>> begin Source passage
How to implement a more holistic approach to your search strategy.

Google changes its search engine’s ranking algorithm over 500 times a year according to Moz, and keeping up with each change can be an exhausting task — unless you understand the purpose behind the changes and implement a more holistic approach to your search strategy. Understanding Google’s intentions with these updates will better equip you to create a long-term search acquisition strategy that is progressive instead of reactionary. This approach will work for 99% of publishers and businesses and is meant to specifically cover “on-page factors” for a content-based search acquisition strategy.

Google Search in 2013

In 2013, Google Search became better at understanding queries in the form of questions – instead of responding to them by parsing words individually, it can now understand questions in their entirety and respond to them accordingly. There was a continued focus on devaluation of low-quality content and rewarding high-quality content. It became more important to not just have high-quality content, but content that demonstrates industry-specific or subject-specific thought leadership and authority. Finally, Google released a new feature that allows for better indexing and resurfacing of long-form, in-depth content when relevant.
>> end Source passage
• _Objective a_
Reproduce part of the search strategy passage, beginning at the words "In 2013, Google" and stopping after "content when relevant.".
The search strategy passage and the rows have nothing to do with each other.
>> begin Data supplied
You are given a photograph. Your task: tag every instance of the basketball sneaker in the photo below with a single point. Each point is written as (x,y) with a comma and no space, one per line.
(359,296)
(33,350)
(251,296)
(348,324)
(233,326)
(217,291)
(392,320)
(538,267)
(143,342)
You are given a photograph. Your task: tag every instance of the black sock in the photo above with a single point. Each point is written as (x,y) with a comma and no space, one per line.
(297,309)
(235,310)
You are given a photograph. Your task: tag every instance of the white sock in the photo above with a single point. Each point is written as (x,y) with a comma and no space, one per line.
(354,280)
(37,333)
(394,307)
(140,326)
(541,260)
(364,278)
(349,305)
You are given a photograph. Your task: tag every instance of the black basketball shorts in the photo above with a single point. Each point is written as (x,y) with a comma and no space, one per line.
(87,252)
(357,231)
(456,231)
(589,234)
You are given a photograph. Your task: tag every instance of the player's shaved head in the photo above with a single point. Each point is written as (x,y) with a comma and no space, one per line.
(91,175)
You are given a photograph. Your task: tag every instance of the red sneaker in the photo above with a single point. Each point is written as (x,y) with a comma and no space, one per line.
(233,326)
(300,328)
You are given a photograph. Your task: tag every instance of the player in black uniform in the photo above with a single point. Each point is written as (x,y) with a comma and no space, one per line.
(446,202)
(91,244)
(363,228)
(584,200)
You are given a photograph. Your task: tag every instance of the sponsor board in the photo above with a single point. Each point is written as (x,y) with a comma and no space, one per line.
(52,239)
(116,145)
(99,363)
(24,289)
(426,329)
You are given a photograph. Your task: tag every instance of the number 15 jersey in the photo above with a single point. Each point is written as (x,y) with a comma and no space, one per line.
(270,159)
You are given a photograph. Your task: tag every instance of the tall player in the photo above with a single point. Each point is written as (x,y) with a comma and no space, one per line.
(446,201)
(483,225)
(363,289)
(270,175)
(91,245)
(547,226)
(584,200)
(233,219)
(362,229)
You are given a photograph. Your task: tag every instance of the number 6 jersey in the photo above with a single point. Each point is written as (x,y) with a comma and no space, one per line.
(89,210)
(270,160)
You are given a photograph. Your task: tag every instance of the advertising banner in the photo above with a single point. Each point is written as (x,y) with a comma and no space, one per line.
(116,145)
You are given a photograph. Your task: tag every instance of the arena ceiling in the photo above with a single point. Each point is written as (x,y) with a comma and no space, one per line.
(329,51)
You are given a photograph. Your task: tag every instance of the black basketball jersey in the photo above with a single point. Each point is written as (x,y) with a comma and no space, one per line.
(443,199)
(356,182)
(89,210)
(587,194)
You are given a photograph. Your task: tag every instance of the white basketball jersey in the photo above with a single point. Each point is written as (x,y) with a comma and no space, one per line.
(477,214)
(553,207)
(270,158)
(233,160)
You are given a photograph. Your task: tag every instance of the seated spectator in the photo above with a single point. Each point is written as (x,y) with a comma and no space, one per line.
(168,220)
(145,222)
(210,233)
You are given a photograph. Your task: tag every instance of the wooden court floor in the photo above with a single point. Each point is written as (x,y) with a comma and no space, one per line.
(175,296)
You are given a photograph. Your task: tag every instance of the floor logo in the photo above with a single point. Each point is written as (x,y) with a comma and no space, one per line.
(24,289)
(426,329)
>> end Data supplied
• _Objective b_
Return each line of the rows that contains the string "sneaker". Case matters.

• _Output a_
In 2013, Google Search became better at understanding queries in the form of questions – instead of responding to them by parsing words individually, it can now understand questions in their entirety and respond to them accordingly. There was a continued focus on devaluation of low-quality content and rewarding high-quality content. It became more important to not just have high-quality content, but content that demonstrates industry-specific or subject-specific thought leadership and authority. Finally, Google released a new feature that allows for better indexing and resurfacing of long-form, in-depth content when relevant.

• _Output b_
You are given a photograph. Your task: tag every instance of the basketball sneaker in the photo below with a single point. Each point is written as (x,y) with a comma and no space, one per line.
You are given a photograph. Your task: tag every instance of the red sneaker in the photo above with a single point. Each point is written as (x,y) with a comma and no space, one per line.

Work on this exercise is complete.